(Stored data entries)
┌──

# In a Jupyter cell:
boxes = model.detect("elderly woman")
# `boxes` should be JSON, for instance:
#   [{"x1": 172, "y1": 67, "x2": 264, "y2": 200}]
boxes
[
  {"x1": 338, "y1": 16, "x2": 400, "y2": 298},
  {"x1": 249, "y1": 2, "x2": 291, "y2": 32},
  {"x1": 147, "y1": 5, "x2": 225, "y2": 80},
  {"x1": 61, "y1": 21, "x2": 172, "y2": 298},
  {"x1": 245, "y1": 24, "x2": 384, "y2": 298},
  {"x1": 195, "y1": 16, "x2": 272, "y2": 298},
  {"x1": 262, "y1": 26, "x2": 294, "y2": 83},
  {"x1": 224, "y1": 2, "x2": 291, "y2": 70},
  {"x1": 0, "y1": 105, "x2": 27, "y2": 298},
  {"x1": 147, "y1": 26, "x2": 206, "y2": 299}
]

└──

→ What needs to be done
Can you update the entries above so that each "boxes" reads "detections", with nothing else altered?

→ Answer below
# In a Jupyter cell:
detections = model.detect("elderly woman")
# `detections` should be JSON, for instance:
#   [{"x1": 172, "y1": 67, "x2": 264, "y2": 200}]
detections
[
  {"x1": 338, "y1": 16, "x2": 400, "y2": 298},
  {"x1": 249, "y1": 2, "x2": 291, "y2": 32},
  {"x1": 147, "y1": 5, "x2": 225, "y2": 80},
  {"x1": 61, "y1": 21, "x2": 172, "y2": 298},
  {"x1": 245, "y1": 24, "x2": 384, "y2": 298},
  {"x1": 195, "y1": 16, "x2": 272, "y2": 298},
  {"x1": 262, "y1": 26, "x2": 294, "y2": 83},
  {"x1": 224, "y1": 2, "x2": 291, "y2": 70},
  {"x1": 0, "y1": 105, "x2": 27, "y2": 298},
  {"x1": 147, "y1": 26, "x2": 206, "y2": 299}
]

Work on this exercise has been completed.